**Problem A**
Answer these questions from the article on neurosurgeon Christopher Duntsch:
(i) How old was Mary Efurd at the time of her surgery?
(ii) What did Duntsch mistake Jeff Glidewell's esophagus for?
(iii) What is the new podcast about his crimes called?
**Problem B**
Write the next part of the article on neurosurgeon Christopher Duntsch, picking up after its final sentence.

**Passage for review**
--*--

The magic words every person suffering from back pain wants to hear: "I can fix you".
Except this couldn't be further from the truth for Mary Efurd and 32 other patients who suffered at the hands of ex-neurosurgeon, Christopher Duntsch.
Duntsch, who went on to become known as Dr Death and The Butcher, radiated confidence, claiming he was the best in Dallas — he even had TV adverts where he harped on about "giving you the spine surgery that would take your pain away".
Instead, the 47-year-old intentionally botched his patents' surgery. Two of his patients died shortly after operations, while others were left paralysed and wheelchair-bound.
Survivors have described him as a "monster", "psychopath" and "killer".
Mary Efurd was 74-years-old at the time of her surgery. She had woken from her operation screaming in excruciating pain.
She soon realised she could no longer move her legs. Going under Duntsch's knife in 2012 ruined her life and she has been confined to a wheelchair ever since.
Duntsch had claimed the operation would ease the back pain she had complained of, but by the time he had changed out of his scrubs and washed his hands, Mrs Efurd was feeling worse than ever, The Sun reported.
"Dr Death" drilled into her muscle instead of her bone, recklessly sliced into one nerve at the root and deliberately twisted a metal screw into another — causing searing pains which lasted for days.
"He took away my life, as it was, my freedom," Mrs Efurd told Inside Edition in 2015.
In another shocking case, Jeff Cheney said he woke up from an operation to learn that Duntsch had removed part of his spinal cord by mistake, paralysing the entire right side of his body.
Jackie Troy found herself unable to talk — Duntsch paralysed her vocal chords, as he nearly did to Jeff Glidewell, after mistaking his oesophagus for a tumour and then slicing into it.
A new podcast, called Dr Death, explores his crimes in detail — featuring testimony from the people whose lives he ruined as well as the lawyers who helped put him behind bars.

--*--

**Data section**
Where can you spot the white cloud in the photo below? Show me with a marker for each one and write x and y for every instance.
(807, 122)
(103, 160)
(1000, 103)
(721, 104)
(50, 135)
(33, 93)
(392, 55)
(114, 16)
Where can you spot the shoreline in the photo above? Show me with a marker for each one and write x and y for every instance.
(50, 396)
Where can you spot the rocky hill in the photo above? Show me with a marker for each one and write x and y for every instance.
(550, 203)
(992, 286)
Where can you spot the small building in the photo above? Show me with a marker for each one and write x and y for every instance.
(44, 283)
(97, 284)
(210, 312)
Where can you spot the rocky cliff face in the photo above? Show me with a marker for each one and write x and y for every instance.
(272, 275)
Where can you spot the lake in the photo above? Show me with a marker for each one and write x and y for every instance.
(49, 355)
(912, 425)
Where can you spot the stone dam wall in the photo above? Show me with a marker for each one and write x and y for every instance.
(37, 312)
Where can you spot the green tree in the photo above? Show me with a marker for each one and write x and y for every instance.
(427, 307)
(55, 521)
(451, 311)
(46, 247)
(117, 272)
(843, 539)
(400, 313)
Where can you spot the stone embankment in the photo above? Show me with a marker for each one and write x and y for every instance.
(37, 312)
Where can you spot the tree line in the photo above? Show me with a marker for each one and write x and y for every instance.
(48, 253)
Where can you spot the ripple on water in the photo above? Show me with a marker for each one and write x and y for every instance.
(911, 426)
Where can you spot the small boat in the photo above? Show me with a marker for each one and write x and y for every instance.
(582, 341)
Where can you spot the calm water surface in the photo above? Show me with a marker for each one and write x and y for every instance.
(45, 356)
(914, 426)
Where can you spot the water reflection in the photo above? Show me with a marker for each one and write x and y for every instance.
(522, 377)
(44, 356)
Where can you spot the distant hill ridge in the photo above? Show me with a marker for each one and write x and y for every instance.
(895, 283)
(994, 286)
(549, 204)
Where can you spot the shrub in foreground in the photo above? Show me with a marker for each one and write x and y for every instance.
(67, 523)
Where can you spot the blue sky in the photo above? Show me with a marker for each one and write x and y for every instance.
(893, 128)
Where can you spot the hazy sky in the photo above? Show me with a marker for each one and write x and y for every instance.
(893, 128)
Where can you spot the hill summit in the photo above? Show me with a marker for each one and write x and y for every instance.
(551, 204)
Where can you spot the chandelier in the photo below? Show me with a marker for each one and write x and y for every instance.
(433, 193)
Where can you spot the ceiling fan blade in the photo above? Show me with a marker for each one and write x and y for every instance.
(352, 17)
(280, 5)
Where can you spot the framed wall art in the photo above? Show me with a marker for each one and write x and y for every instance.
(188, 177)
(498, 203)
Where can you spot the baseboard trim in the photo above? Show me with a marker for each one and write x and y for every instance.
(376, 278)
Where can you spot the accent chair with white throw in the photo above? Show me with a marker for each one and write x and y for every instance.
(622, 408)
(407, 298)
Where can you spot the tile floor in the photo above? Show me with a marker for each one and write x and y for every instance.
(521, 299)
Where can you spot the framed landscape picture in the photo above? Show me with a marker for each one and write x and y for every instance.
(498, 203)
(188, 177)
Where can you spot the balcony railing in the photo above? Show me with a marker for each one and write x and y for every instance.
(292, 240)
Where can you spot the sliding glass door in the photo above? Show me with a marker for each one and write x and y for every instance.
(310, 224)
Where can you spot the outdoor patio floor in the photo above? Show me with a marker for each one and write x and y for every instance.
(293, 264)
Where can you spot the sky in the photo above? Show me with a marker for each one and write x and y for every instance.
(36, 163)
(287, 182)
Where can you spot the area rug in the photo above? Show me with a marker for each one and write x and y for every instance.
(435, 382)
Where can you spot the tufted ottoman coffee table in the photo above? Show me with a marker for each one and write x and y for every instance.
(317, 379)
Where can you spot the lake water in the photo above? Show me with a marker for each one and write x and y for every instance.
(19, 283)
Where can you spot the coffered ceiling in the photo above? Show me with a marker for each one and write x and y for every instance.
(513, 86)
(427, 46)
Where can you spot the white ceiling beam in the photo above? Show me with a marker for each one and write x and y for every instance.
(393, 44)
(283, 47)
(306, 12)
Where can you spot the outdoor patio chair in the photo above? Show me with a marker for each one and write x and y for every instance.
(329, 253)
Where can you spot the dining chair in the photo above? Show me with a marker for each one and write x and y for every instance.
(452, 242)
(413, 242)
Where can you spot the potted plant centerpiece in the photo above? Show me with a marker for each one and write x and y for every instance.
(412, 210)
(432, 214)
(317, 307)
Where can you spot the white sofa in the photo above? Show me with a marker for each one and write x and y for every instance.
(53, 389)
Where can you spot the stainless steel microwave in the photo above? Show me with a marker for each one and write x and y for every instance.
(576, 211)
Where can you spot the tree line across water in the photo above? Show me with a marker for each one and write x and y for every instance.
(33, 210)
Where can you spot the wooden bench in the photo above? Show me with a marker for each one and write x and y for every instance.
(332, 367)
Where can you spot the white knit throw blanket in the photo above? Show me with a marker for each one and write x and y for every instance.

--*--

**Expected output A**
(i) 74
(ii) A tumor
(iii) Dr Death

**Expected output B**
In February last year, Duntsch was sentenced to life in prison for maiming his patients including Kellie Martin who died of massive blood loss after an operation, followed by Floella Brown, who died when Duntsch slit a vertebral artery, which triggered a stroke.
After his verdict and in an emotional interview, Mrs Efurd told a Dallas magazine, DMagazine, that she will do some crying and then reflect back on how difficult those first months were afterwards.
No doctor in Dallas has ever been convicted for a surgery gone wrong.
"I had so much anger, because my life changed so much. I was very independent and I had to become dependent on others for transportation, for my meals, for a lot of things," Mrs Efurd said.
Philip Mayfield sat outside the courtroom after the verdict, clutching a cane. He told the Dallas magazine he too can't feel the right side of his body after Duntsch cut through a critical spinal nerve while trying to treat a herniated disc.
"There was no mercy that he showed, no compassion that he showed towards any of the patients," Mr Mayfield said. "Physically, I'm nowhere near what I intended on being. I'm a lot worse. It was supposed to be a minor procedure to relieve some pain in my arms … and he ended up cutting into my spinal cord."
Neurosurgeon doctor Robert Henderson, who was brought in to repair as best he could the damage to some of the patients, said "this is almost, literally a serial killer".
In a disturbing email to his office assistant, The Sun reported that he once described himself as "something between God, Einstein, and the Antichrist."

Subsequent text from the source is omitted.